▶ **Assignment 1**:
In the TAVR overview below, list every factor it gives that may keep inoperable or extremely high-risk patients from traditional surgery.
▶ **Assignment 2**:
Summarize the TAVR overview below in two sentences.

Transcatheter Aortic Valve Replacement (TAVR) is a procedure for select patients with severe symptomatic aortic stenosis - a narrowing of the aortic valve opening.
While open-heart aortic valve replacement surgery is the standard treatment for severe symptomatic aortic stenosis, there are patients who are not candidates for open surgery. These inoperable or extremely high-risk patients may be unable to undergo traditional surgery because of factors such as age, history of heart disease, frailty or other health issues.
For these patients, transcatheter aortic valve replacement, or TAVR, may be an option. The TAVR procedure allows physicians to replace a diseased aortic valve without open-heart surgery. TAVR enables the placement of a heart valve into the body with a catheter, which allows the valve to be inserted through a small incision into an artery.
How it's done
The TAVR valve that will open and close to regulate the flow of blood is made of a bovine (cow) heart valve stitched inside of an expandable stainless steel scaffold, or stent.
The TAVR procedure is performed under general anesthesia, in a hybrid operating room. A cardiothoracic surgeon, an interventional cardiologist and a clinic coordinator work together, utilizing fluoroscopy and echocardiography to guide the valve to the site of the patient's diseased heart valve.
The most exciting aspect of the TAVR procedure is that it provides hope when there were no previous options. The transcatheter (TAVR) valve offers some patients the potential of a longer life with better quality. The TAVR procedure generally is performed in much less time than open-heart surgery. Additionally, open-heart surgery can require a two- to three-month recovery period, compared to the recovery period of only a few days with the transcatheter (TAVR) approach.

▶ **Source data**:
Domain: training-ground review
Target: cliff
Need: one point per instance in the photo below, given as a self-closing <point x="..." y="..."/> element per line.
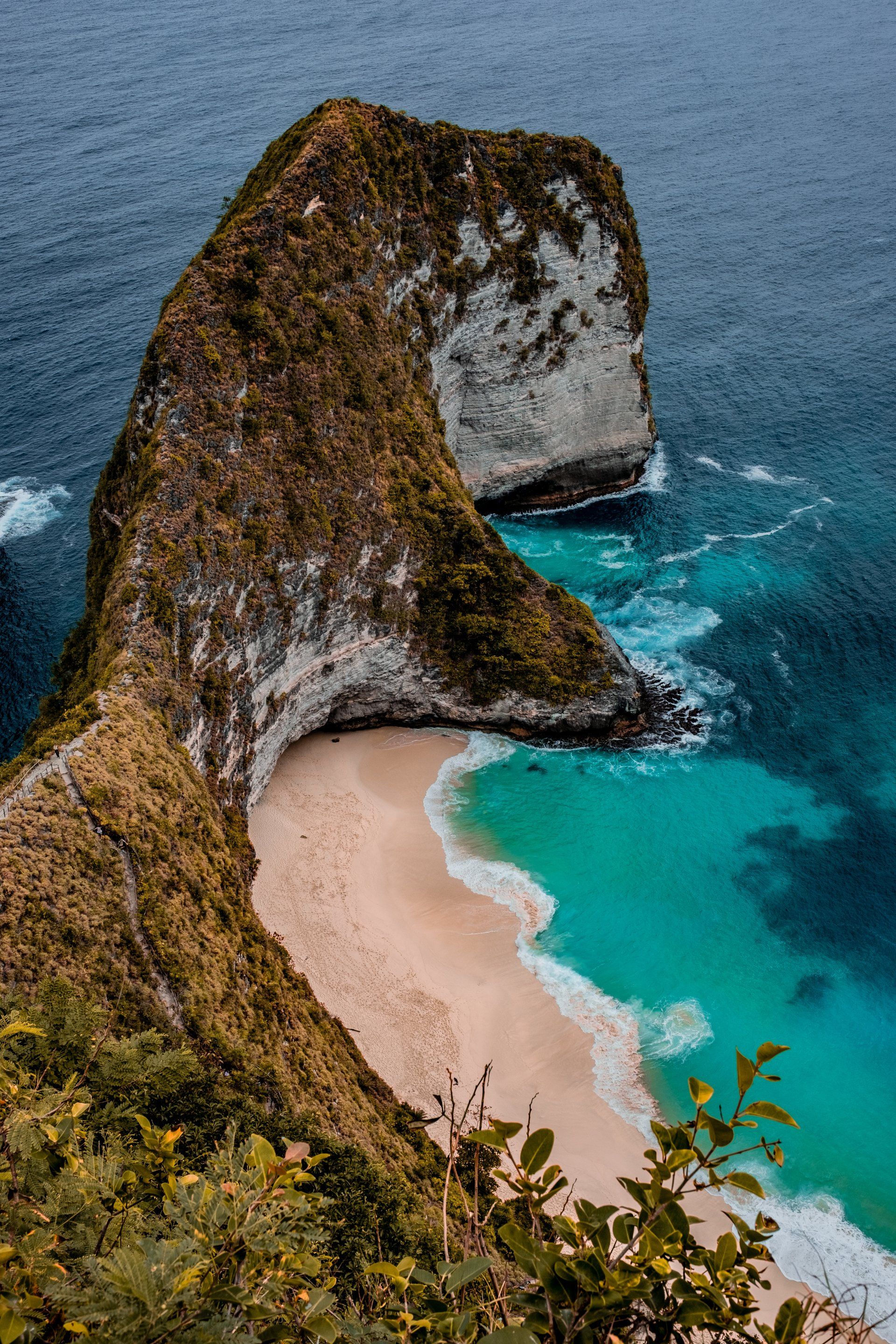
<point x="284" y="538"/>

▶ **Written solution 1**:
- Age
- History of heart disease
- Frailty
- Other health issues

▶ **Written solution 2**:
TAVR lets physicians replace a diseased aortic valve through a catheter inserted via a small incision into an artery. It is an option for patients with severe symptomatic aortic stenosis who cannot undergo open-heart surgery, and it generally takes less time and needs only a few days of recovery rather than two to three months.